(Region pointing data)
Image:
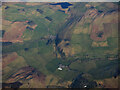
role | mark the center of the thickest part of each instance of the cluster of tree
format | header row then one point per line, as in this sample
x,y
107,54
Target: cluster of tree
x,y
81,82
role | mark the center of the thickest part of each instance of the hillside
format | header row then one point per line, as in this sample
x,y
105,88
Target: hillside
x,y
63,45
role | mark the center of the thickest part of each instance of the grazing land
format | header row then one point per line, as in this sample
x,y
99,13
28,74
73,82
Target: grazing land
x,y
60,45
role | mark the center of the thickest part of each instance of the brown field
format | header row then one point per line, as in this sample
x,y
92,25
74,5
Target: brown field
x,y
7,59
15,32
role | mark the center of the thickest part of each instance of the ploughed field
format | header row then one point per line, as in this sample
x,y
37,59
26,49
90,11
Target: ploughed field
x,y
70,45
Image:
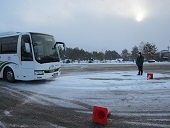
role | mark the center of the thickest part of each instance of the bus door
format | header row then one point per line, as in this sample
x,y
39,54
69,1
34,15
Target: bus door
x,y
27,63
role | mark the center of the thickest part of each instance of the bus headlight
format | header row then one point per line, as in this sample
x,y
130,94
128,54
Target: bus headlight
x,y
39,72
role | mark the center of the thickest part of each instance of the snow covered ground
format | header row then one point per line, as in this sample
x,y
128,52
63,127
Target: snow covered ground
x,y
118,91
145,102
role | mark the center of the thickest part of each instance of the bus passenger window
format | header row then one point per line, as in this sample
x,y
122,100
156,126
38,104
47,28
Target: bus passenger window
x,y
26,55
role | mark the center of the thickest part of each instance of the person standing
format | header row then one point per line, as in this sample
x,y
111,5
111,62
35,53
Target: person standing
x,y
139,63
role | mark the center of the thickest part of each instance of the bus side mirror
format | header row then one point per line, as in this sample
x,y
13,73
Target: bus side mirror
x,y
64,46
27,47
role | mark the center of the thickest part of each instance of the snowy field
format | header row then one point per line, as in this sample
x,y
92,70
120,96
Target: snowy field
x,y
117,91
124,93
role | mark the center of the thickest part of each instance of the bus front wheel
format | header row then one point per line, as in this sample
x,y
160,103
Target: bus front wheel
x,y
9,75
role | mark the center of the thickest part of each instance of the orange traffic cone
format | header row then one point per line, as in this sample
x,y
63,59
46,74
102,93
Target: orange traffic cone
x,y
100,115
149,75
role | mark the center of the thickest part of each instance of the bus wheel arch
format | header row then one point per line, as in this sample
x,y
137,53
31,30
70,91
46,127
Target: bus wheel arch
x,y
8,75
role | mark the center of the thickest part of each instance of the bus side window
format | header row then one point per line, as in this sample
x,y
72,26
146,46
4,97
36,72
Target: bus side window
x,y
26,55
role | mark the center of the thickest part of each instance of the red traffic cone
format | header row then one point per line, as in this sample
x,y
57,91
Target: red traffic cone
x,y
100,115
149,76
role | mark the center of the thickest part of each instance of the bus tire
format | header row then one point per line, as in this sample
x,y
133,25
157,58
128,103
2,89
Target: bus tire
x,y
9,75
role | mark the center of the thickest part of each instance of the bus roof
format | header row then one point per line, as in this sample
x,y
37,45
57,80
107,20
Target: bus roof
x,y
9,33
4,34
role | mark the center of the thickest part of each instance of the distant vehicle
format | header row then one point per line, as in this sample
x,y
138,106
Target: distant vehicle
x,y
151,61
28,56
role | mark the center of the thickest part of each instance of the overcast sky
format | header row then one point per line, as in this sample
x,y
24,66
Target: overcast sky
x,y
93,25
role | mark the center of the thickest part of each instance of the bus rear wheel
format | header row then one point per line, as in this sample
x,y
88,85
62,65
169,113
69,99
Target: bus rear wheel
x,y
9,75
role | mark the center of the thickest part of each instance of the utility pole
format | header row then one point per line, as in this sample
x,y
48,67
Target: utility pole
x,y
168,54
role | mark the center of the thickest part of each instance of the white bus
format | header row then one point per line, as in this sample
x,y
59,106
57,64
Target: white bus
x,y
28,56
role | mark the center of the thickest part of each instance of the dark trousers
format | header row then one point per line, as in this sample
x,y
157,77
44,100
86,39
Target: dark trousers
x,y
140,70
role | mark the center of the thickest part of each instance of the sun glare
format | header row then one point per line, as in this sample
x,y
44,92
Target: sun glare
x,y
139,16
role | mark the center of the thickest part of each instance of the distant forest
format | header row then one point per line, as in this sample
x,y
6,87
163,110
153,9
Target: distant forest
x,y
149,50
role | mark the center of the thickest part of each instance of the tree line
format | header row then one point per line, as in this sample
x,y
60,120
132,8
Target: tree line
x,y
149,50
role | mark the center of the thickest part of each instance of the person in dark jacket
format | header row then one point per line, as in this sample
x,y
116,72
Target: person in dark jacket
x,y
139,63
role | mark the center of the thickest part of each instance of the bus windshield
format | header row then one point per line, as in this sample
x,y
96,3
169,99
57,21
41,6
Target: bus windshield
x,y
44,48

Exercise objective: With the pictures set aside, please write out all of the records above exactly.

Response to this exercise:
Image:
role | mark the center of the thickest part of each instance of the cluster of tree
format | header row then one point per line, as in this sample
x,y
107,54
Target: cluster of tree
x,y
81,82
role | mark the center of the thickest part of each instance of the hillside
format | header row then one point per line, as in this sample
x,y
105,88
Target: hillside
x,y
63,45
role | mark the center of the thickest part of each instance of the grazing land
format | header row then one point per line, as in this sample
x,y
99,13
28,74
73,82
Target: grazing land
x,y
60,45
role | mark the center of the thickest part of each instance of the brown field
format | header row then one point per line, as in this sample
x,y
92,25
74,5
Target: brown field
x,y
7,59
15,32
role | mark the center of the thickest part of each instance of the ploughed field
format | header row then one point per line, as in this sample
x,y
37,59
26,49
90,11
Target: ploughed field
x,y
70,45
Image:
role | mark the center of the thickest part of each instance of the bus door
format | header row then one point per line, as in this sample
x,y
39,54
69,1
34,15
Target: bus door
x,y
27,63
role | mark the center of the thickest part of each instance of the bus headlight
format | header row then one point per line, as in this sample
x,y
130,94
128,54
Target: bus headlight
x,y
39,72
role | mark the center of the thickest part of each instance of the snow covered ground
format | header row then one point per line, as in this sample
x,y
128,52
63,127
Target: snow covered ground
x,y
118,91
145,102
role | mark the center of the thickest part of each instance of the bus passenger window
format | header row then one point per line, as in this sample
x,y
122,100
156,126
38,104
47,28
Target: bus passenger window
x,y
26,55
role | mark the center of the thickest part of each instance of the person standing
format | header row then one point per line, as in this sample
x,y
111,5
111,62
35,53
Target: person standing
x,y
139,63
role | mark the center of the thickest part of each instance of the bus side mirror
format | header row then one point per line, as in this sample
x,y
13,73
Target: bus side mirror
x,y
64,46
27,47
role | mark the center of the thickest part of each instance of the snowy field
format | header row then one point per line, as in this sample
x,y
92,70
120,96
Target: snowy field
x,y
117,91
124,93
role | mark the center of the thickest part of each instance of the bus front wheel
format | header row then one point per line, as in this sample
x,y
160,103
Target: bus front wheel
x,y
9,75
role | mark the center of the thickest part of each instance of the orange traffic cone
format | header row then one point per line, as in this sample
x,y
63,59
46,74
102,93
Target: orange traffic cone
x,y
100,115
149,75
role | mark the center of the thickest part of each instance of the bus wheel arch
format | header row then one point per line, as in this sample
x,y
137,53
31,30
70,91
46,127
Target: bus wheel arch
x,y
8,75
role | mark the center of the thickest part of each instance of the bus side window
format | header row then one point per line, as in this sample
x,y
72,26
146,46
4,97
36,72
Target: bus side window
x,y
26,55
role | mark the center of the thickest part of each instance of the red traffic cone
format | header row then one point per line, as in this sample
x,y
57,91
Target: red traffic cone
x,y
100,115
149,76
role | mark the center of the thickest part of each instance of the bus tire
format | header row then one point per line, as in this sample
x,y
133,25
157,58
128,103
2,89
Target: bus tire
x,y
9,75
role | mark the center of the thickest part of each instance of the bus roof
format | header row then one point per line, as in this sample
x,y
37,45
57,80
107,20
Target: bus roof
x,y
9,33
4,34
role | mark the center of the thickest part of each instance of the distant vehicle
format | header row then one point per line, as in this sample
x,y
138,106
Target: distant vehicle
x,y
151,61
28,56
role | mark the center of the thickest part of each instance of the overcast sky
format | header row then one point per line, as in this sample
x,y
24,66
Target: overcast sky
x,y
93,25
role | mark the center of the thickest part of each instance of the bus rear wheel
format | header row then one point per line, as in this sample
x,y
88,85
62,65
169,113
69,99
Target: bus rear wheel
x,y
9,75
role | mark the center of the thickest part of each instance of the utility pole
format | header row then one point per line, as in this sample
x,y
48,67
Target: utility pole
x,y
168,54
role | mark the center of the thickest part of each instance of the white bus
format | header row then one point per line, as in this sample
x,y
59,106
57,64
Target: white bus
x,y
28,56
role | mark the center of the thickest part of each instance of the dark trousers
format | header row then one point per line, as in this sample
x,y
157,77
44,100
86,39
Target: dark trousers
x,y
140,70
role | mark the center of the thickest part of each instance of the sun glare
format | header row then one point per line, as in this sample
x,y
44,92
Target: sun glare
x,y
139,16
role | mark the center of the thickest part of each instance of the distant forest
format | header row then one point per line, as in this sample
x,y
6,87
163,110
153,9
Target: distant forest
x,y
149,50
role | mark the center of the thickest part of each instance of the tree line
format | header row then one point per line, as in this sample
x,y
60,120
132,8
Target: tree line
x,y
149,50
role | mark the center of the thickest part of each instance of the person in dark jacket
format | header row then one point per line, as in this sample
x,y
116,72
Target: person in dark jacket
x,y
139,63
role | mark the center of the thickest part of each instance of the bus windshield
format | header row then one point per line, as in this sample
x,y
96,3
169,99
57,21
41,6
Target: bus windshield
x,y
44,48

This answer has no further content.